━━━━━ SELECTED TEXT

Five sides are sealed before the cloth is glued on the face. I use lacquer as the back and side sealer because it's permanent and when finished they slide in and out of my box better.  

Before applying the sealer, sand all the corners slightly round.  Paint the sides first with each coat of sealer then the face.

The face gets a pre sealer coat of thinned water based PVA with a sponge brush before the final glue coat to attach the cloth.  
     
Cutting the cloth

Many would say that this step is not necessary and that painting on primed wood is perfect just as hard pressed Masonite is perfect, and I agree.  I just like the idea of cloth and board making a strong support. Also by using a thin polyester, linen or cotton bed sheet as the cloth it actually makes a thicker coat of gesso because the first coat of gesso bonds through the cloth to the glue underneath. I'm betting this could add extra years to the life of the painting.

Iron the cloth. Cut the non shrinking polyester cloth 1/2 inch extra all the way around. Old bed sheets are best because all the size has been washed out and they are soft without creases. Iron the sheet first anyway.

━━━━━━━━━━
━━━━━ INFORMATION PROVIDED

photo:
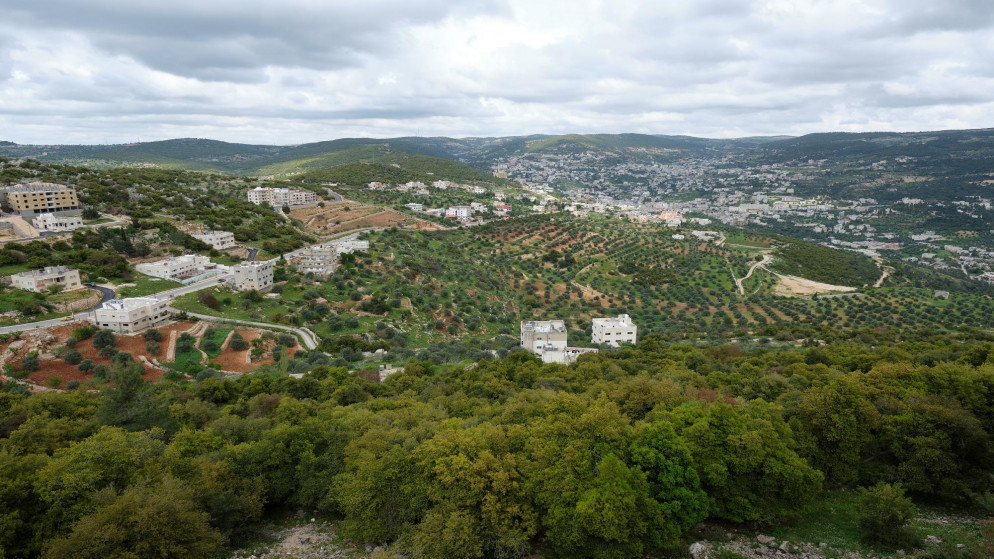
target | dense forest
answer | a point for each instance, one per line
(619, 455)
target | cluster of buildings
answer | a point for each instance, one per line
(56, 222)
(548, 338)
(279, 197)
(177, 268)
(221, 240)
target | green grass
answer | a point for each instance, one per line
(219, 335)
(831, 519)
(145, 285)
(185, 359)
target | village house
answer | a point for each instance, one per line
(43, 280)
(614, 330)
(221, 240)
(176, 267)
(53, 222)
(254, 275)
(127, 316)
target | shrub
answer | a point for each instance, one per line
(104, 338)
(82, 332)
(152, 335)
(209, 300)
(884, 514)
(30, 362)
(73, 357)
(238, 343)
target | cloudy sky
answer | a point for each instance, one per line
(260, 71)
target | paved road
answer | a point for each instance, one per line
(108, 294)
(308, 337)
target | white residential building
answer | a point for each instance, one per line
(176, 267)
(614, 331)
(278, 197)
(254, 275)
(127, 316)
(460, 212)
(53, 222)
(538, 336)
(320, 260)
(547, 339)
(221, 240)
(41, 280)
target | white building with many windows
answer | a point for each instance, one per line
(53, 222)
(42, 280)
(614, 330)
(254, 275)
(127, 316)
(279, 197)
(176, 267)
(221, 240)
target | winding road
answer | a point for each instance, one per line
(306, 336)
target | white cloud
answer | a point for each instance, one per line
(309, 70)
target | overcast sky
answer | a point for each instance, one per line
(294, 71)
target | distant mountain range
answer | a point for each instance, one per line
(483, 153)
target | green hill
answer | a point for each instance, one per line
(384, 165)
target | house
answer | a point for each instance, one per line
(221, 240)
(538, 336)
(176, 267)
(614, 331)
(53, 222)
(671, 218)
(320, 260)
(459, 212)
(279, 197)
(43, 280)
(40, 197)
(254, 275)
(127, 316)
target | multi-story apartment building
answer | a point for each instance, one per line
(40, 197)
(614, 330)
(127, 316)
(42, 280)
(278, 197)
(541, 335)
(320, 260)
(52, 222)
(254, 275)
(221, 240)
(177, 267)
(547, 339)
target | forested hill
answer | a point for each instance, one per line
(618, 456)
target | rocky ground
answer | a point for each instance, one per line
(306, 540)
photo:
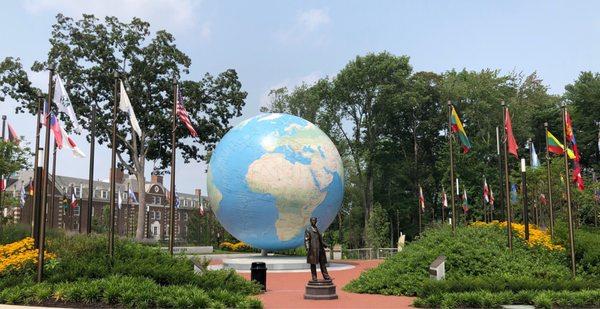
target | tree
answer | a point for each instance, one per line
(584, 96)
(88, 51)
(378, 228)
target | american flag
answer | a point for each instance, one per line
(183, 115)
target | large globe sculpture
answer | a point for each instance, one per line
(269, 175)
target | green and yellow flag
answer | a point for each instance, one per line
(457, 127)
(554, 146)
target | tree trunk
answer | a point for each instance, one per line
(141, 179)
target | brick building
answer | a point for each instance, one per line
(61, 215)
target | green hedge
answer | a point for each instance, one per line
(487, 299)
(472, 252)
(132, 292)
(137, 276)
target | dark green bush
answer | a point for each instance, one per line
(131, 292)
(587, 248)
(472, 252)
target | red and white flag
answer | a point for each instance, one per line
(421, 199)
(71, 143)
(444, 199)
(486, 191)
(183, 115)
(73, 200)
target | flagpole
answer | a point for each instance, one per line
(525, 205)
(111, 220)
(35, 204)
(443, 193)
(451, 168)
(550, 206)
(500, 190)
(420, 210)
(506, 185)
(128, 213)
(485, 211)
(568, 189)
(88, 226)
(44, 191)
(173, 158)
(4, 184)
(53, 190)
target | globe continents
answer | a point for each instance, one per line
(269, 175)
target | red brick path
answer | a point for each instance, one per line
(286, 290)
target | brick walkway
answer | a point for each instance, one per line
(286, 290)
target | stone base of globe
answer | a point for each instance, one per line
(277, 264)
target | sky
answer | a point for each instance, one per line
(274, 44)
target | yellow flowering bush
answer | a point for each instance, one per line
(16, 255)
(537, 237)
(238, 247)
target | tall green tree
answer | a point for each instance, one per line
(87, 52)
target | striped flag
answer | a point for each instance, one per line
(486, 191)
(457, 127)
(183, 115)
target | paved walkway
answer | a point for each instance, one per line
(286, 290)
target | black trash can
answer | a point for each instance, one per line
(258, 273)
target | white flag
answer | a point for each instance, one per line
(62, 101)
(76, 151)
(125, 105)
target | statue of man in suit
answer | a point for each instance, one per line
(315, 250)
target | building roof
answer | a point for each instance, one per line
(64, 183)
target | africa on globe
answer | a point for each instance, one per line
(269, 175)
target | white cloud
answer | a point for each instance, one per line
(171, 15)
(307, 25)
(290, 84)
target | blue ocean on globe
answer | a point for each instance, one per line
(269, 175)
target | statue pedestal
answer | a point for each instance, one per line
(320, 289)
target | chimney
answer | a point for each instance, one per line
(119, 175)
(156, 179)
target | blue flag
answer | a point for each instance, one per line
(535, 162)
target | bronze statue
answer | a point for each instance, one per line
(315, 250)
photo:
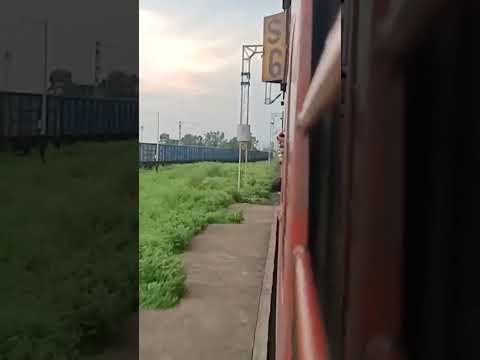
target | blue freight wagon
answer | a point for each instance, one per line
(177, 154)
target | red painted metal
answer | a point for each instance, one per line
(375, 274)
(311, 340)
(299, 322)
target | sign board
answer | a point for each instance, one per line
(274, 48)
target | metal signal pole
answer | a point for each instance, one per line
(179, 132)
(43, 124)
(158, 135)
(248, 52)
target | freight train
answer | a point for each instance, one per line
(377, 231)
(67, 118)
(173, 154)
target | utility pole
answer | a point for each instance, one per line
(97, 63)
(158, 136)
(43, 124)
(179, 132)
(7, 56)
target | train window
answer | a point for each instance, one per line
(443, 196)
(324, 193)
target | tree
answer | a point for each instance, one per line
(193, 140)
(231, 144)
(214, 139)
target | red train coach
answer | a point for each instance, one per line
(377, 226)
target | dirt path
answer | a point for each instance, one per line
(217, 318)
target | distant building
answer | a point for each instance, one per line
(116, 85)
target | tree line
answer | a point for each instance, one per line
(210, 139)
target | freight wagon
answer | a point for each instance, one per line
(170, 154)
(68, 118)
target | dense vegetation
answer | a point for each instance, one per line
(177, 203)
(68, 249)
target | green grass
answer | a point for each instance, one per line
(68, 245)
(177, 203)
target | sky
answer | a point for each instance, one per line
(187, 53)
(190, 64)
(73, 29)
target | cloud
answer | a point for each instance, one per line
(170, 59)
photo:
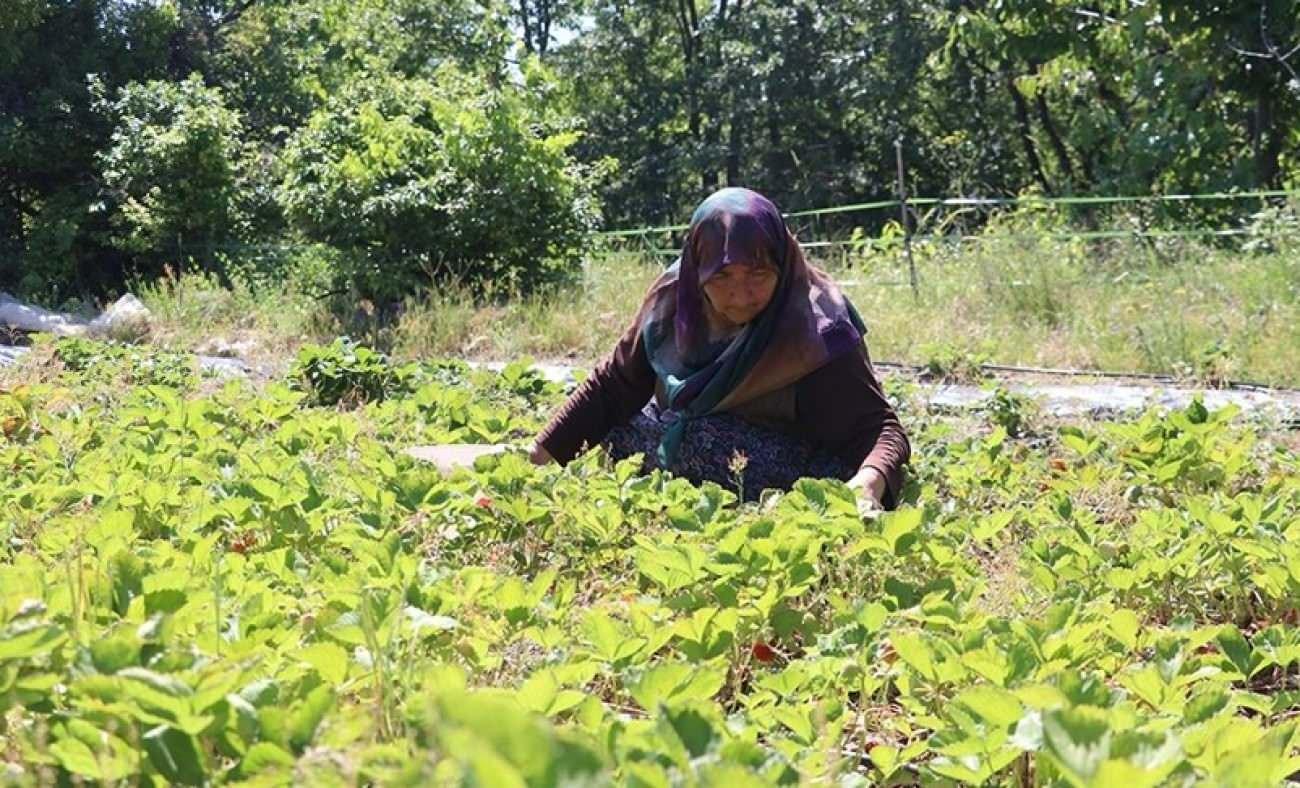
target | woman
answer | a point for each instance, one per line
(753, 364)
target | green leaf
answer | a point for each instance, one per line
(263, 756)
(329, 659)
(996, 706)
(29, 639)
(900, 528)
(1078, 740)
(1123, 627)
(676, 682)
(176, 756)
(308, 714)
(693, 728)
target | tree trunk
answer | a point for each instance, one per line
(1022, 118)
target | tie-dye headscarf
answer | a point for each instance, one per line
(805, 325)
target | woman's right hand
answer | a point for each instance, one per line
(540, 457)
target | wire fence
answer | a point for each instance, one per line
(915, 230)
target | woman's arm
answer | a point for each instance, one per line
(843, 407)
(616, 389)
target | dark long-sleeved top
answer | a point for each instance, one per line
(839, 407)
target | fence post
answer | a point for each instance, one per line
(906, 226)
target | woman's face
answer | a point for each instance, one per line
(741, 290)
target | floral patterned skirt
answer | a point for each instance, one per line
(713, 442)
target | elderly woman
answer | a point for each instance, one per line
(742, 362)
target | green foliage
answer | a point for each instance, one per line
(113, 363)
(345, 372)
(172, 172)
(234, 585)
(947, 362)
(442, 180)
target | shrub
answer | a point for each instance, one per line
(346, 372)
(172, 172)
(449, 180)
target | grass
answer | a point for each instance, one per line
(1201, 312)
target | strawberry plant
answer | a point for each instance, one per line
(237, 584)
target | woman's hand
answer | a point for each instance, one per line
(870, 485)
(540, 457)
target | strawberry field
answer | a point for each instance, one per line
(217, 581)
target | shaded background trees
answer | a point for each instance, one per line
(137, 134)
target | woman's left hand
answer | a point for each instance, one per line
(870, 485)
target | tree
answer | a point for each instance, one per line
(432, 181)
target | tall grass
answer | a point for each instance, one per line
(1171, 306)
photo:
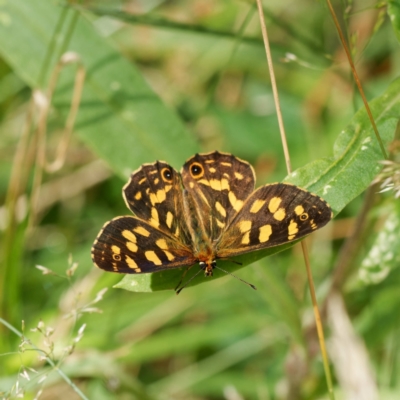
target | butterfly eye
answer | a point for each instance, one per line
(304, 217)
(196, 170)
(166, 175)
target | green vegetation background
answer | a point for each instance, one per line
(165, 80)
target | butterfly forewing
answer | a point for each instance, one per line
(154, 194)
(217, 185)
(273, 215)
(131, 245)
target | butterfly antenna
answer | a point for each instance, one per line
(241, 280)
(186, 283)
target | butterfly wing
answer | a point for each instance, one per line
(154, 194)
(273, 215)
(216, 184)
(132, 246)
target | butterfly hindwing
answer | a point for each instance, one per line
(217, 184)
(273, 215)
(131, 245)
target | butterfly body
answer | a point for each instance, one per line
(208, 211)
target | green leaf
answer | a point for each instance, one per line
(384, 254)
(393, 10)
(349, 172)
(120, 117)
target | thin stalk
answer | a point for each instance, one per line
(289, 169)
(357, 79)
(48, 360)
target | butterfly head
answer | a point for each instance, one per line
(208, 267)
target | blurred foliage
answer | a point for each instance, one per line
(165, 79)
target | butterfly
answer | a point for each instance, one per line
(208, 211)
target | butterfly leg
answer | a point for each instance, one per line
(181, 280)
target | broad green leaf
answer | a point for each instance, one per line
(384, 254)
(338, 180)
(120, 117)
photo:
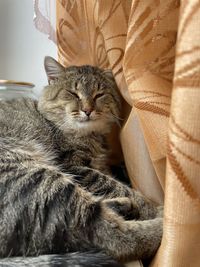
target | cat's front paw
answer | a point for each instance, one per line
(124, 207)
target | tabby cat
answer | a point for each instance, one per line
(56, 193)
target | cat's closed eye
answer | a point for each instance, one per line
(74, 94)
(98, 96)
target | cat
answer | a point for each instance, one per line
(56, 192)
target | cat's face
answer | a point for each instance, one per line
(81, 98)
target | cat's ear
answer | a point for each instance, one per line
(109, 74)
(53, 68)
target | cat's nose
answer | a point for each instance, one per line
(88, 111)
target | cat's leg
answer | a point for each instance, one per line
(128, 239)
(100, 184)
(43, 211)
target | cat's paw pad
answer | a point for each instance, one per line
(123, 207)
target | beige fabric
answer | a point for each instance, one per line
(137, 40)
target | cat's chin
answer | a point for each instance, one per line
(89, 126)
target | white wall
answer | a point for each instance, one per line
(22, 47)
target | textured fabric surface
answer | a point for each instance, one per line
(153, 49)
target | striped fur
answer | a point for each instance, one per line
(55, 193)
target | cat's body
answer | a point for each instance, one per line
(55, 192)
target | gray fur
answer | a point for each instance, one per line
(56, 194)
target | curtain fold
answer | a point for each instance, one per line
(153, 49)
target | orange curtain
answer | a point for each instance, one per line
(153, 49)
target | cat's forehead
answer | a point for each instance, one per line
(85, 73)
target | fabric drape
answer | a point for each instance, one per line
(153, 49)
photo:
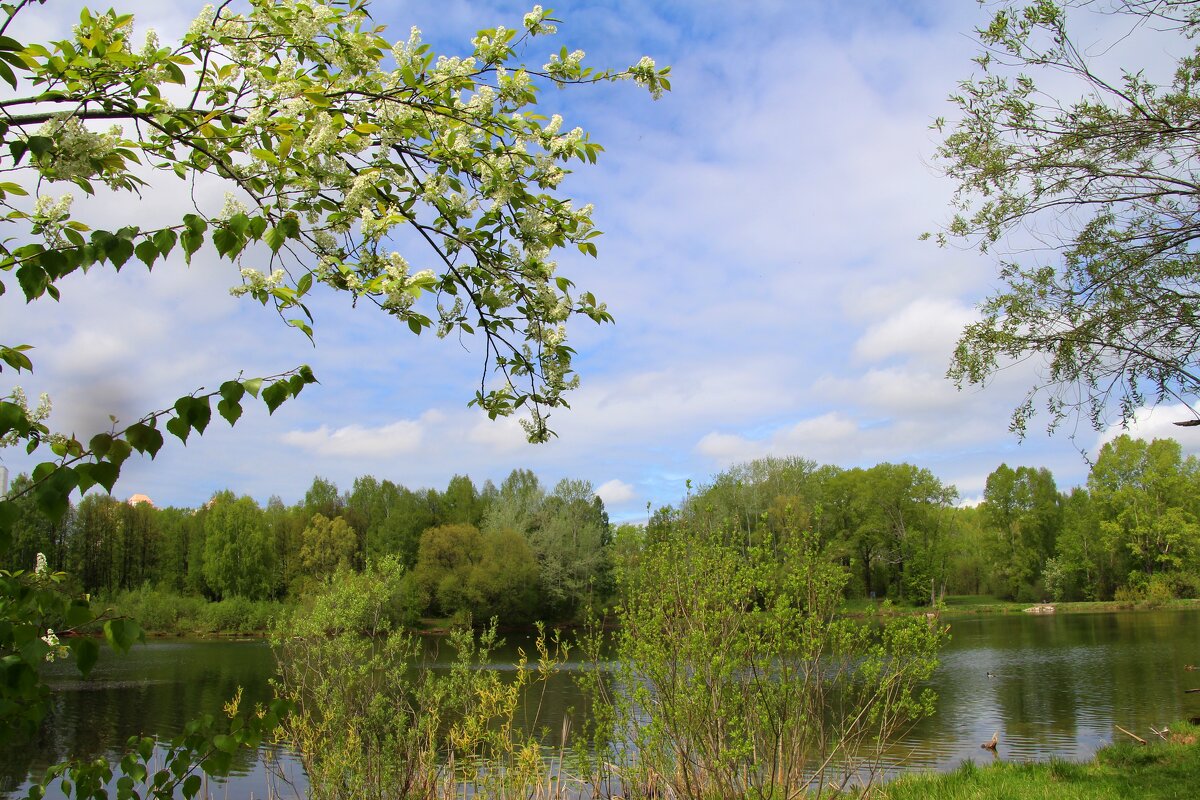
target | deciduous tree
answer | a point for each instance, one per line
(1080, 169)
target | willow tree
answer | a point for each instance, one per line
(420, 184)
(1081, 172)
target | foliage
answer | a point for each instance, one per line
(1161, 769)
(168, 770)
(372, 719)
(1145, 498)
(1085, 173)
(333, 156)
(1021, 509)
(238, 554)
(35, 609)
(739, 678)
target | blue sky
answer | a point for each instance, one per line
(761, 257)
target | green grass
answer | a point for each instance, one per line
(1161, 770)
(961, 605)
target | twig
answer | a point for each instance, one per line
(1140, 740)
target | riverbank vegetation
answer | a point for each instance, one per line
(522, 552)
(730, 674)
(1161, 769)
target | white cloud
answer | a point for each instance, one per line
(502, 435)
(616, 492)
(813, 438)
(1157, 422)
(927, 328)
(358, 441)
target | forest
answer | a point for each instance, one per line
(522, 552)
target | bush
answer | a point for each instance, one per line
(373, 721)
(743, 678)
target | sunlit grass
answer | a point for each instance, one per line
(1159, 770)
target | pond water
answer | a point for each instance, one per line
(1050, 685)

━━━━━━━━━━

TASK REQUIREMENTS:
(a) Answer these questions from the text on preparing painting panels:
(i) What does the writer use to seal the back and sides?
(ii) How much extra cloth is left around each edge when cutting?
(iii) Why are old bed sheets the best choice of cloth?
(b) Carry on the text on preparing painting panels from the point where it ends.
The entries have no connection to the text on preparing painting panels.

THE ANSWERS:
(a)
(i) Lacquer.
(ii) 1/2 inch all the way around.
(iii) All the size has been washed out, and they are soft without creases.

(b)
Diane, your masonite question is answered here; Hot Pressed ampersand masonite is the only way to go. Most stores don't use the word ampersand. I like it smooth on both sides. I saw on your Canvas page that that is what you use also, I bought a table saw to cut them myself.

What is a Painters Library? Is this a common term? I don't get off my own site often to learn these things. It sounds like an index of terms with links. What I do is a Google search of my site like on my sitetree or index page. Search for "canvas boards". I do have a problem in that I don't tell the searcher what words to search for Sad
http://www.realcolorwheel.com/

I just finished reading your canvas blog. My my, you're are an impressive lady.
I have one alternative way I do it. One sheet of 1/2" soft Homeasote board of the largest canvas size and push pins. This is good for all my sizes and I don't have to do any stretching to paint. Anthony Casay the oil seascape painter taught me that.

It may be hard to get a sample piece of sponge and it's my pleasure to send you a piece, it's a great tool.
Give me your address by email.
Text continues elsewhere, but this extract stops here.